/---
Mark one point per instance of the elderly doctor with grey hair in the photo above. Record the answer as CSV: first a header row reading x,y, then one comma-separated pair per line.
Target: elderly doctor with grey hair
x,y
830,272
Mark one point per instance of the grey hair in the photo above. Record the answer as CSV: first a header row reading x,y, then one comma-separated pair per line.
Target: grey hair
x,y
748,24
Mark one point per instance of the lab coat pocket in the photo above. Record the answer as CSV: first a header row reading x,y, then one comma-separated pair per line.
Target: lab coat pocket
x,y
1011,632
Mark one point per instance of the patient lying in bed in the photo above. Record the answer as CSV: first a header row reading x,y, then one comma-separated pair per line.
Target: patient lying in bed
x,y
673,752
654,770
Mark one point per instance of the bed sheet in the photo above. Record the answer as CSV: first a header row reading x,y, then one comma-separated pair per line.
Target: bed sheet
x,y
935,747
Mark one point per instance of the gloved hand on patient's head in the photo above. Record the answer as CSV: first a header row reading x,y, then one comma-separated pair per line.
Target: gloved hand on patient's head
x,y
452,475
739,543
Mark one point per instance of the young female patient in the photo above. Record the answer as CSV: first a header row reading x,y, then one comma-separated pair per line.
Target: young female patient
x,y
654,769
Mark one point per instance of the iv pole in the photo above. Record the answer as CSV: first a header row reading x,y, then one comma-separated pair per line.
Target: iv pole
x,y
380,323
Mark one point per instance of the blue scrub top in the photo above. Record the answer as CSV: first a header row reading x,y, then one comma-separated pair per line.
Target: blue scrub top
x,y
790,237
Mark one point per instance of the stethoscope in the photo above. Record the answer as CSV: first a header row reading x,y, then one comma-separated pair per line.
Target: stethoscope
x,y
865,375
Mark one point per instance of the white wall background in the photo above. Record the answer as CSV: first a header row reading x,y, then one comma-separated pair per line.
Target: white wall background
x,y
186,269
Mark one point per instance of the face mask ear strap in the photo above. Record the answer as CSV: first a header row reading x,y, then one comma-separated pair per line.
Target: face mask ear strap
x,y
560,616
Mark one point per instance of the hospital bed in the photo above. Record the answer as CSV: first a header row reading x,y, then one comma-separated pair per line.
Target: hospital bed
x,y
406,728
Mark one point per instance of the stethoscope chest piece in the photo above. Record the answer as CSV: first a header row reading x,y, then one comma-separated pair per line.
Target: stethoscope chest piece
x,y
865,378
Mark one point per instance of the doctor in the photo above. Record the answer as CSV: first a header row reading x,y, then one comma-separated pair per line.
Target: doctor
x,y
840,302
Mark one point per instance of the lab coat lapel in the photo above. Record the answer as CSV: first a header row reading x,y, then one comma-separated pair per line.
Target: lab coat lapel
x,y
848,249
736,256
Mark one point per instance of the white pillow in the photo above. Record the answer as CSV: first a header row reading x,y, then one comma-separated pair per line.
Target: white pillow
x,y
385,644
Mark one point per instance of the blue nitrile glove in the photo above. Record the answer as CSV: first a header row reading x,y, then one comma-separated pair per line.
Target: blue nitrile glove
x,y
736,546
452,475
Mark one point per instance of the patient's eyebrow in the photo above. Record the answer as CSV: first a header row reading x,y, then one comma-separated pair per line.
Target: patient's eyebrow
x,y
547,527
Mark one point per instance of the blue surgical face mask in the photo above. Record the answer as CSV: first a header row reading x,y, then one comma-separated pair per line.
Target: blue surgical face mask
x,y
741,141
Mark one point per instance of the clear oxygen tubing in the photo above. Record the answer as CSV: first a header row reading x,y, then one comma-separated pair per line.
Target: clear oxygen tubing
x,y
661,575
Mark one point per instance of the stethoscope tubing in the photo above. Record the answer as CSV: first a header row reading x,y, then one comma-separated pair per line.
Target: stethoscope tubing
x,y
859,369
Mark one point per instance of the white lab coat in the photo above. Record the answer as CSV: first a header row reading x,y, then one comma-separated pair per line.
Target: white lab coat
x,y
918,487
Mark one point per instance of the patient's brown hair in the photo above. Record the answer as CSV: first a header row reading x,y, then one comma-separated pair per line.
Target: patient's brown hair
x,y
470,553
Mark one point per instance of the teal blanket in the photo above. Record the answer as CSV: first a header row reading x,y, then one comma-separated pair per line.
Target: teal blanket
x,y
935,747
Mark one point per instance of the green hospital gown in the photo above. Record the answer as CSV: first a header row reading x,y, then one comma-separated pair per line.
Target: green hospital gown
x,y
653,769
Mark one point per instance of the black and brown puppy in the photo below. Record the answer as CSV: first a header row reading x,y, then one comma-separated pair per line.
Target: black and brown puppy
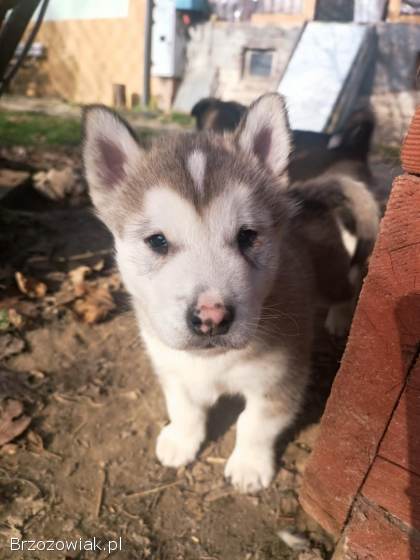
x,y
330,178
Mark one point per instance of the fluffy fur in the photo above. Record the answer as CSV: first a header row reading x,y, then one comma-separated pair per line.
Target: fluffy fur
x,y
200,191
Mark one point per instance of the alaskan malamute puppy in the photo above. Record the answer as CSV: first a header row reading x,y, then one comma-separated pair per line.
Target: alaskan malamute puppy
x,y
222,284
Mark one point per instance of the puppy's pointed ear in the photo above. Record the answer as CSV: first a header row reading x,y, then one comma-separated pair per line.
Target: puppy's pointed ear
x,y
264,132
110,154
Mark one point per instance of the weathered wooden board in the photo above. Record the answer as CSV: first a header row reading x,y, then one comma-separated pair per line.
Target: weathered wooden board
x,y
383,342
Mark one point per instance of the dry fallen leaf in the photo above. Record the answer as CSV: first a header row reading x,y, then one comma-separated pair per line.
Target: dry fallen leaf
x,y
12,421
98,266
30,286
34,442
10,345
15,318
95,306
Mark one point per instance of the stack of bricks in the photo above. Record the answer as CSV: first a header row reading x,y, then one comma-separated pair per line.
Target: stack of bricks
x,y
362,483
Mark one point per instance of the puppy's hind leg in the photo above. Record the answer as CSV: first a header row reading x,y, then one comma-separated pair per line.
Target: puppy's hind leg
x,y
179,442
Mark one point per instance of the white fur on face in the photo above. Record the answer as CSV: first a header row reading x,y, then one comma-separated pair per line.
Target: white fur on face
x,y
203,256
196,164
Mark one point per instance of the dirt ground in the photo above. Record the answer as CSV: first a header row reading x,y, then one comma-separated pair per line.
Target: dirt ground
x,y
80,462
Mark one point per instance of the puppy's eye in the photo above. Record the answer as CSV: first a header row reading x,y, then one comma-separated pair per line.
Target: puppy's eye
x,y
246,238
158,243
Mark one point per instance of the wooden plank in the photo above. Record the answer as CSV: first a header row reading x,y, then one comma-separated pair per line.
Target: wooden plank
x,y
401,443
381,347
410,153
394,489
372,536
394,13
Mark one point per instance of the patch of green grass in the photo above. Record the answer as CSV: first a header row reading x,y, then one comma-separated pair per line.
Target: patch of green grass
x,y
35,129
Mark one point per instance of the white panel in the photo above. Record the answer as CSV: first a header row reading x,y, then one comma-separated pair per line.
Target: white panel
x,y
168,41
59,10
317,72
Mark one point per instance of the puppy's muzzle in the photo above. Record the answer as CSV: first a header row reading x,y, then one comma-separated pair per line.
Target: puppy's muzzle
x,y
210,319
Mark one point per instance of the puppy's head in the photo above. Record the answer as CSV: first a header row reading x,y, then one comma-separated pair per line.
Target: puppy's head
x,y
197,221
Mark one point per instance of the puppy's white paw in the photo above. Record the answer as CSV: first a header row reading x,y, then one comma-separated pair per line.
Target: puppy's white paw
x,y
175,448
250,472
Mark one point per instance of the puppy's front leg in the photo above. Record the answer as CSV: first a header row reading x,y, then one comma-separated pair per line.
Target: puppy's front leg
x,y
178,442
251,466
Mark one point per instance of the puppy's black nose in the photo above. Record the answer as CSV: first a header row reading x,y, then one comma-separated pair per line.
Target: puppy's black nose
x,y
210,320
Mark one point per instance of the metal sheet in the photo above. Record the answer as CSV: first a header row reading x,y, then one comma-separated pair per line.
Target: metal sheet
x,y
325,70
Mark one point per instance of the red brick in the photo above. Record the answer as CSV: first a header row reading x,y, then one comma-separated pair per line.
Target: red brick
x,y
410,153
396,490
401,443
372,536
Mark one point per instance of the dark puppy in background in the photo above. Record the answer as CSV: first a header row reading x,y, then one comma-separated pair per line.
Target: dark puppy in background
x,y
330,178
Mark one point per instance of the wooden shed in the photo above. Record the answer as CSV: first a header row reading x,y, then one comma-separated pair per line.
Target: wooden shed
x,y
362,483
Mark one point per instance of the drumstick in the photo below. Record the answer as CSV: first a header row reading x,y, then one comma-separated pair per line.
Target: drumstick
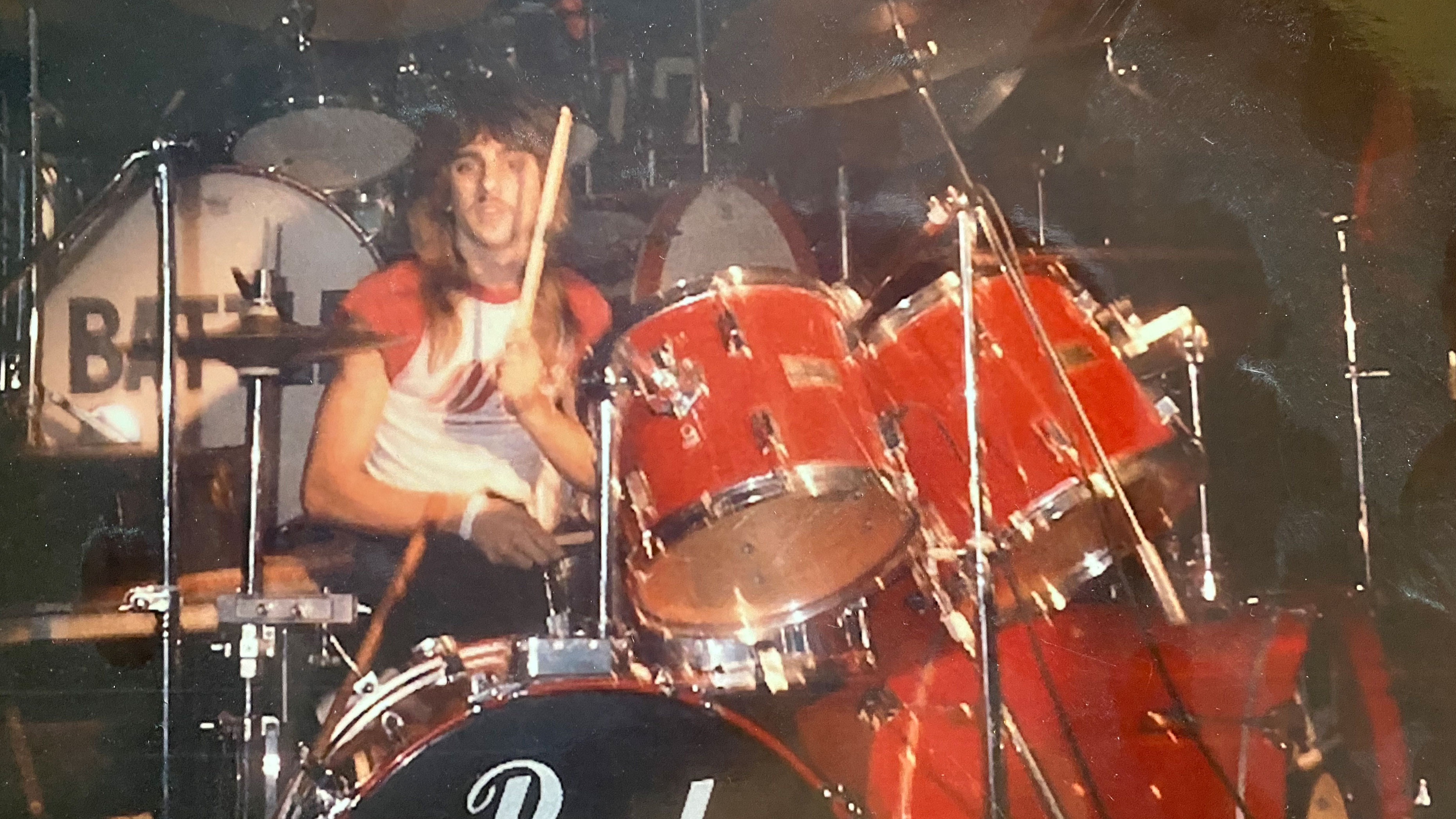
x,y
551,190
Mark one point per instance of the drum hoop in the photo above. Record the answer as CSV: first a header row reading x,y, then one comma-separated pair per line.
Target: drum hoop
x,y
414,680
948,286
726,280
609,684
884,328
822,478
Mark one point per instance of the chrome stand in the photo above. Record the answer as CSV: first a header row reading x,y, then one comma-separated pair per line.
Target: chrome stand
x,y
1196,343
998,802
608,496
1355,373
171,610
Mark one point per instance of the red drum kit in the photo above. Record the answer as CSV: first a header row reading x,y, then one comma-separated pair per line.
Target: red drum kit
x,y
797,503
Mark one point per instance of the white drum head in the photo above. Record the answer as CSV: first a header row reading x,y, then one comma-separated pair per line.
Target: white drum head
x,y
331,149
708,228
103,298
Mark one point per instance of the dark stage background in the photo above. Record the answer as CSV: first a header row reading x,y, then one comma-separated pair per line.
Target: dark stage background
x,y
1203,158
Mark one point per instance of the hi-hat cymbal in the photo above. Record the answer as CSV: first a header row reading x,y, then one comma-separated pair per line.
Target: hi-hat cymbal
x,y
281,345
346,20
811,53
273,345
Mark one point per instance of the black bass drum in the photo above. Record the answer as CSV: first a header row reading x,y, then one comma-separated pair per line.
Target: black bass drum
x,y
447,740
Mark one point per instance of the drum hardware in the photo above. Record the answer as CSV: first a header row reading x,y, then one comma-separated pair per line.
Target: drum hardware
x,y
1042,191
1355,373
1195,346
842,207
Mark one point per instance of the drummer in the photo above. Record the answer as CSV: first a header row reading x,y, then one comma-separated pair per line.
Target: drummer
x,y
463,428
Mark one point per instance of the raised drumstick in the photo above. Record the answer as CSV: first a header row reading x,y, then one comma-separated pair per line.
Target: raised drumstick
x,y
551,190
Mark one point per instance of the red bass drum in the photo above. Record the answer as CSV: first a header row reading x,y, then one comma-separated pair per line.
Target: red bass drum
x,y
1266,688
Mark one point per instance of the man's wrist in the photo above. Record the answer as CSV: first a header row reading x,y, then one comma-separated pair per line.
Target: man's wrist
x,y
535,409
474,506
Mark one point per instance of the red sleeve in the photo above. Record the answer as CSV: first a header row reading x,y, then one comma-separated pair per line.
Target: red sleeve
x,y
389,302
589,307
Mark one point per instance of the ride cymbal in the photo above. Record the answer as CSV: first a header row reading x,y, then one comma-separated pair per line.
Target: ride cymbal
x,y
811,53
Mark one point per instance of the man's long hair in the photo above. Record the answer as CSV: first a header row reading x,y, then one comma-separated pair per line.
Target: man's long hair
x,y
519,121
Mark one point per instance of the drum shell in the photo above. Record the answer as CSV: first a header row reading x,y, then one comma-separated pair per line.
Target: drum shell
x,y
104,276
418,725
1036,454
795,377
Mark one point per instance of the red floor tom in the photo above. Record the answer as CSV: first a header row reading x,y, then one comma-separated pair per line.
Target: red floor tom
x,y
752,460
1047,500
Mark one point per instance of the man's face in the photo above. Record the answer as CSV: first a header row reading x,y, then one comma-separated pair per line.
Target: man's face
x,y
494,194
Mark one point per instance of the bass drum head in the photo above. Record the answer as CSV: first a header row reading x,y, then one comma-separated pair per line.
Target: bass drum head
x,y
707,228
99,298
596,754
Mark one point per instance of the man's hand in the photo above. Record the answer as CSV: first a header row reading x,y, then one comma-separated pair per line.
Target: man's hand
x,y
509,535
522,377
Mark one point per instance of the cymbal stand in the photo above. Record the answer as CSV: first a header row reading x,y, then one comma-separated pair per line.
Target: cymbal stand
x,y
702,82
32,289
263,620
999,240
998,802
1196,343
169,604
842,202
608,498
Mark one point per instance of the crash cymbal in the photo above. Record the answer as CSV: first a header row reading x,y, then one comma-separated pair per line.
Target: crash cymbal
x,y
811,53
346,20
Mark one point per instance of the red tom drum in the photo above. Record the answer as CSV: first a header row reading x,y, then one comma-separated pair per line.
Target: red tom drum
x,y
1046,496
752,460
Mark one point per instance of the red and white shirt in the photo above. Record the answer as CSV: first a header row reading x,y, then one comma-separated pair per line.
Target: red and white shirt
x,y
447,430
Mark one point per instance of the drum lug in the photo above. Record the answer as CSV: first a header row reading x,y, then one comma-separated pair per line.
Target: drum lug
x,y
641,498
1056,441
670,387
766,432
733,334
879,706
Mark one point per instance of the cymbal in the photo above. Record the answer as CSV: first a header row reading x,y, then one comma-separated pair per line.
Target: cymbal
x,y
273,345
280,345
346,20
811,53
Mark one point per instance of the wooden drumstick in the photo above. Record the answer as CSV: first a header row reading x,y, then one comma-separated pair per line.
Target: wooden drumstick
x,y
376,629
551,190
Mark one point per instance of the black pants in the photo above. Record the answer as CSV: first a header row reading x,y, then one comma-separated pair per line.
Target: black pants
x,y
456,592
\---
> [Task objective]
Copy exactly, word for word, the line with "Mark one point per instance of the red and" through the final line of the listing.

> [Exercise response]
Mark one point per instance of the red and white shirt in the photo above. Record the answer as CSV: first a header row reading x,y, then one comma-separated pair per line.
Target: red and white shirt
x,y
447,430
Mark one point per instance of the drum lug in the photo above. Record the answer as CSV: first a header row reading x,y, then one comma-separated pair per line.
Target: drum lug
x,y
641,498
1056,441
670,387
766,432
733,334
879,706
Mark one point per instance of the cymbal in the photo above. Record the answer as CSV: first a header row reading x,y, then one comma-separated pair per line.
Target: cymbal
x,y
273,345
280,345
346,20
811,53
Mark one point per instance of the wooden drumstick in the photo above. Record the answer as CSV: first a header row reading x,y, then one comma-separated pair per line.
Target: wooden drumstick
x,y
376,629
551,190
Mark one point per instance of the black pants in the photo above. Record the answer as CSV: first a header row reading x,y, then one comma-separated pair per line.
Target: black pants
x,y
456,592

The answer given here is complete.